WHAT IS NEEDED:
Add 21 to every bounding box coordinate in everything from the line containing "I need to know where the distant" down to the end of the entries below, and write out those lines again with the requests kept in place.

Stored data:
^^^^^^^^^^^^^^^^

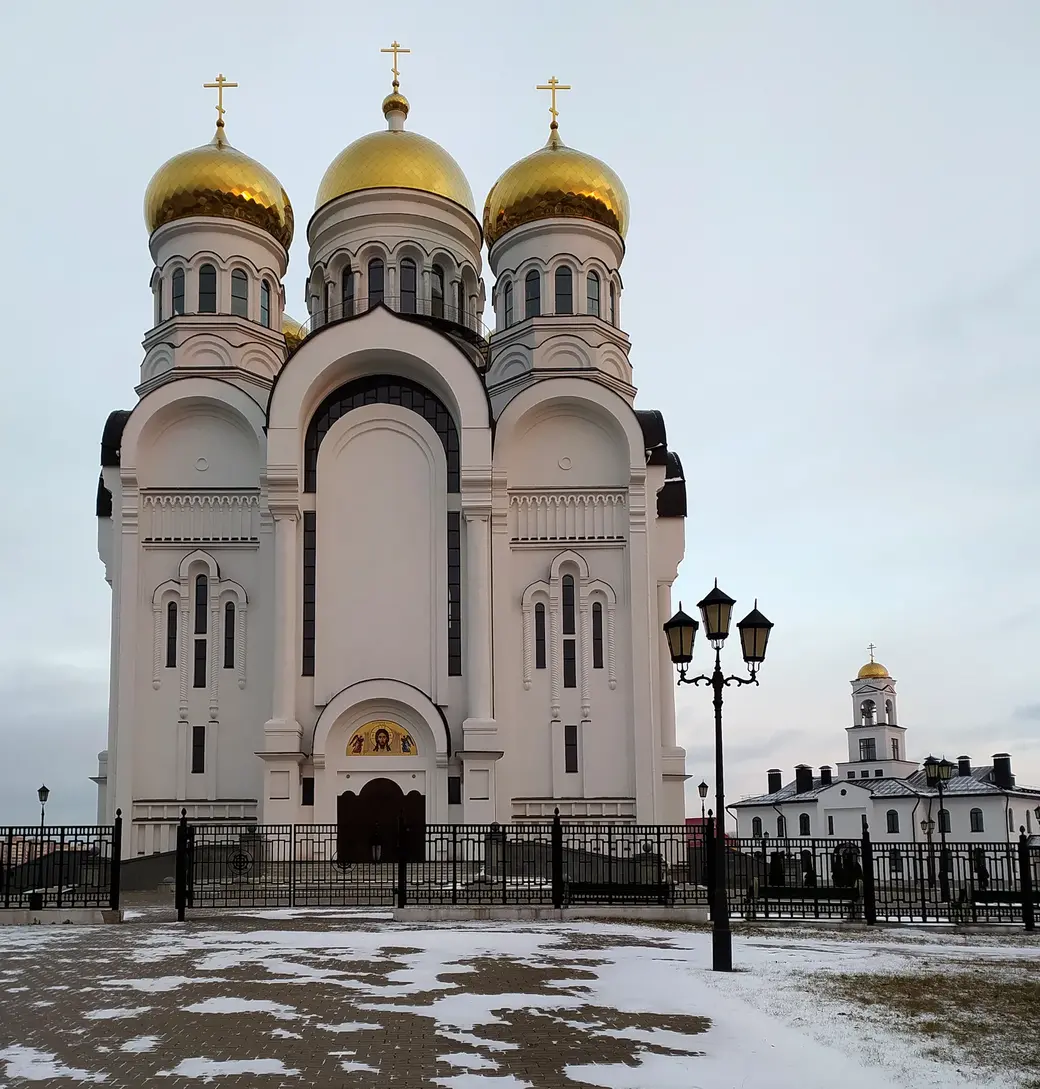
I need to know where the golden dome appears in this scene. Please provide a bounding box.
[282,311,307,352]
[315,96,477,216]
[484,126,628,245]
[145,121,293,249]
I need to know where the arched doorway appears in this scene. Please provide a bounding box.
[335,779,426,862]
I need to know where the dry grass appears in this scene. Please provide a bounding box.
[815,960,1040,1089]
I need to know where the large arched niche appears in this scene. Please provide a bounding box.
[494,378,646,488]
[267,306,491,466]
[120,378,265,489]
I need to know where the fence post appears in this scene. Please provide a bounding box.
[550,807,563,908]
[1018,829,1037,930]
[862,825,878,927]
[108,809,123,911]
[174,809,187,922]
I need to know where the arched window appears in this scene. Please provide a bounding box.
[592,601,603,670]
[167,601,178,670]
[585,272,599,318]
[231,269,249,318]
[553,265,574,314]
[173,269,184,314]
[535,601,546,670]
[401,257,415,314]
[340,261,354,318]
[198,265,217,314]
[224,601,235,670]
[192,575,209,688]
[368,257,383,309]
[524,269,541,318]
[430,265,444,318]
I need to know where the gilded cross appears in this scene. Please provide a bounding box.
[203,74,238,125]
[535,76,571,129]
[379,41,412,90]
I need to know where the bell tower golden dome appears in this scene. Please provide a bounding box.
[484,76,628,246]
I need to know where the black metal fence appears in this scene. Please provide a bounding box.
[0,813,123,910]
[178,816,1040,929]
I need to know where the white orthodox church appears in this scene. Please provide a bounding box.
[96,61,686,857]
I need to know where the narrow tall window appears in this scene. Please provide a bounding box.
[173,269,184,314]
[524,269,541,318]
[592,601,603,670]
[401,257,415,314]
[167,601,178,670]
[224,601,236,670]
[192,726,206,775]
[535,601,546,670]
[340,262,354,318]
[368,257,383,309]
[563,575,574,635]
[231,269,249,318]
[563,639,578,688]
[198,265,217,314]
[448,511,462,677]
[563,726,578,774]
[430,265,444,318]
[585,272,599,318]
[553,265,574,314]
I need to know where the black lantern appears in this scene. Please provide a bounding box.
[664,601,699,665]
[697,578,736,647]
[736,598,773,672]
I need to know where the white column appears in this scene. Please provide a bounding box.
[465,511,491,721]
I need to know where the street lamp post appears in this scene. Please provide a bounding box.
[29,786,50,911]
[664,580,773,971]
[925,756,956,904]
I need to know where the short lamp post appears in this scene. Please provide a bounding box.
[29,786,50,911]
[925,756,957,904]
[664,580,773,971]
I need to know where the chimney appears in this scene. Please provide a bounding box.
[795,763,812,794]
[993,752,1015,791]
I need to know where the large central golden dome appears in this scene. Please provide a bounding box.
[315,91,477,216]
[145,121,293,249]
[484,125,628,246]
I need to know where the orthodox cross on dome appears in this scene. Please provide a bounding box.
[535,76,571,129]
[379,41,412,90]
[203,73,238,129]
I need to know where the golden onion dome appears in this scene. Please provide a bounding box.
[484,122,628,246]
[282,311,307,352]
[145,121,293,249]
[315,89,477,216]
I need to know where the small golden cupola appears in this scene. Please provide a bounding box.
[315,41,477,217]
[145,75,293,249]
[484,76,628,246]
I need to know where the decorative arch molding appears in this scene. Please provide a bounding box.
[311,677,451,764]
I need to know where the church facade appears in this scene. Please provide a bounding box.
[96,65,686,857]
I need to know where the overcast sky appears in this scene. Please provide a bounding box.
[0,0,1040,822]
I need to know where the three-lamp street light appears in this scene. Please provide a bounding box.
[664,579,773,971]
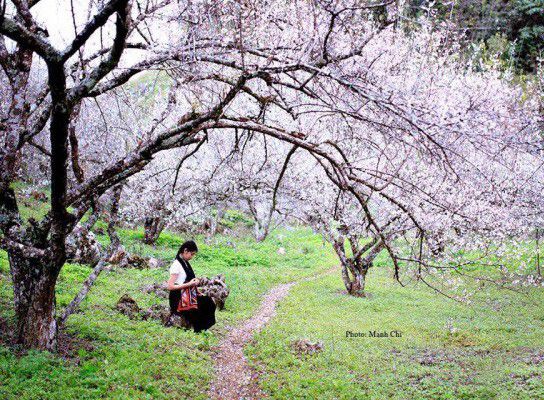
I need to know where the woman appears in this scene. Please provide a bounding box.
[168,240,215,332]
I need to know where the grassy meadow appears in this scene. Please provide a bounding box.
[0,186,544,400]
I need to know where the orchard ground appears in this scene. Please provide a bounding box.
[0,186,544,399]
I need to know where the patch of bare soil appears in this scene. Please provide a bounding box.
[209,268,336,400]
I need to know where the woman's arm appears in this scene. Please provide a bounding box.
[167,274,198,290]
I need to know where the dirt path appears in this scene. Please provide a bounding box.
[209,267,336,400]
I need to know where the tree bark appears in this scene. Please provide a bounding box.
[9,254,60,351]
[144,217,165,245]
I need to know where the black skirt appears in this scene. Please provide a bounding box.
[168,289,215,332]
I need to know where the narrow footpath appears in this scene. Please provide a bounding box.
[209,267,337,400]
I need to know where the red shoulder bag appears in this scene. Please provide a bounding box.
[178,286,198,311]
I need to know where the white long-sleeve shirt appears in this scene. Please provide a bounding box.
[170,260,187,285]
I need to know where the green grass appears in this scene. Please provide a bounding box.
[0,223,336,399]
[246,266,544,399]
[0,185,544,400]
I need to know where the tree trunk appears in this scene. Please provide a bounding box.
[9,254,60,351]
[144,217,164,245]
[342,264,368,297]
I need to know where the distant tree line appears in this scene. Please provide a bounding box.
[407,0,544,73]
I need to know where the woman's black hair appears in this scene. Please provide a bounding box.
[178,240,198,255]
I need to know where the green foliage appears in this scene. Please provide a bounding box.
[0,223,336,400]
[246,267,544,399]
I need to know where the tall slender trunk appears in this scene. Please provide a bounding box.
[144,217,165,245]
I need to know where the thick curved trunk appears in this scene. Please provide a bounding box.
[342,265,368,297]
[9,255,59,351]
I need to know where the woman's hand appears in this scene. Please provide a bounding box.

^^^^^^^^^^^^^^^^

THE REPLY:
I need to know where the distant tree line appears in this scene. Please provide a bounding box.
[428,21,565,94]
I need to know where the woman's black hair appears in this scene. Please provide a bounding box.
[199,261,219,276]
I need to know where the green foliage appears in this scene. Please provide a bounding box.
[21,244,357,421]
[267,288,565,420]
I need to know where the tall slender trunk appears in this scene. Please provide a bounding box.
[165,238,186,266]
I need to know where the thick curved trunk appears in this scene. Please provide a bounding box.
[363,286,389,318]
[30,276,80,372]
I need to know where the woman's hand appears in this scene. Please provide a bounding box.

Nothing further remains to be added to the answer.